- _Provided text_:

******

Category: Mental Health, mental wellbeing, mental health awareness, mental health day, The English Institute of Sport, EIS
Colleagues from across the English Institute of Sport (EIS) came together virtually on Thursday 4 February 2021 to mark Time to Talk Day with an open conversation around the small things that can be done to encourage positive mental health.
Led by Sam Cumming, Acting Head of Mental Health at the EIS, and members of the Mental Health Expert Panel, the intention of the session was to provide an informal chance for staff to check in with one another and perhaps take away some practical tips to support their own mental health.
The Mental Health Expert Panel was formed by the EIS and UK Sport in December 2018 and was set up with the aim of providing advice and guidance to the whole of the high performance system on matters relating to mental health, whether that is working with an athlete, or supporting a sport with their mental health strategy or plans.
Joining the discussion from the panel were:
Professor Alan Currie (Psychiatrist) – NHS Consultant Psychiatrist and Lecturer. Alan has worked in sport for almost 30 years, including with the International Olympic Committee.

******

- _Data for review_:
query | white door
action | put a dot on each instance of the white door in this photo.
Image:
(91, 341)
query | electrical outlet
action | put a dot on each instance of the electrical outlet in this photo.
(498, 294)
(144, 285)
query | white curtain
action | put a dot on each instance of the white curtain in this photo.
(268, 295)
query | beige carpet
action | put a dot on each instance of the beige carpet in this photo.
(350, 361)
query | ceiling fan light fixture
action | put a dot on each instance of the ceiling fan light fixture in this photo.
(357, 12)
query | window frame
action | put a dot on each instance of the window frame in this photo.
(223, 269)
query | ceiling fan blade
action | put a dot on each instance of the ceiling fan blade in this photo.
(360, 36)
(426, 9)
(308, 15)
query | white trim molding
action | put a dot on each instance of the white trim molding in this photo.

******

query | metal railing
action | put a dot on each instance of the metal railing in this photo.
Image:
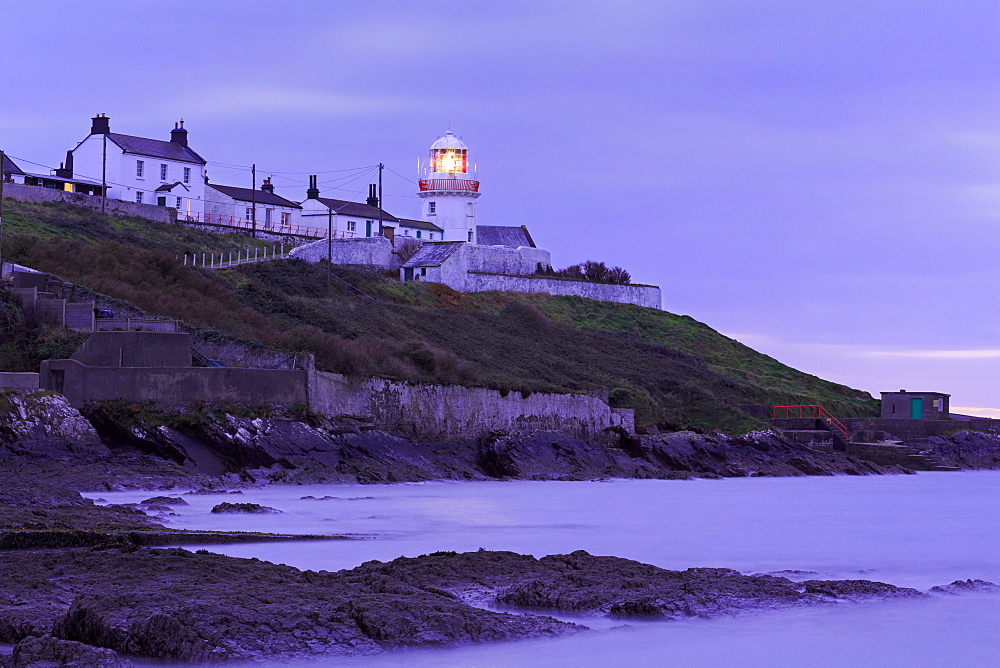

******

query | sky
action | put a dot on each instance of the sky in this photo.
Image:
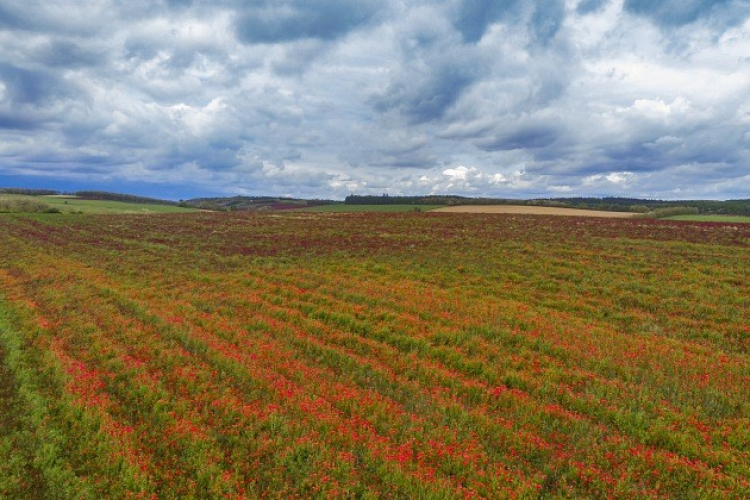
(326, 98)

******

- _Task objective_:
Answer these questions from the Time to Talk Day text:
(a) On what date did EIS colleagues meet virtually to mark Time to Talk Day?
(b) Who led the session?
(c) When was the Mental Health Expert Panel formed, and by which two bodies?
Rely on the Time to Talk Day text alone.

- _Task answer_:
(a) Thursday 4 February 2021.
(b) Sam Cumming, Acting Head of Mental Health at the EIS, and members of the Mental Health Expert Panel.
(c) In December 2018, by the EIS and UK Sport.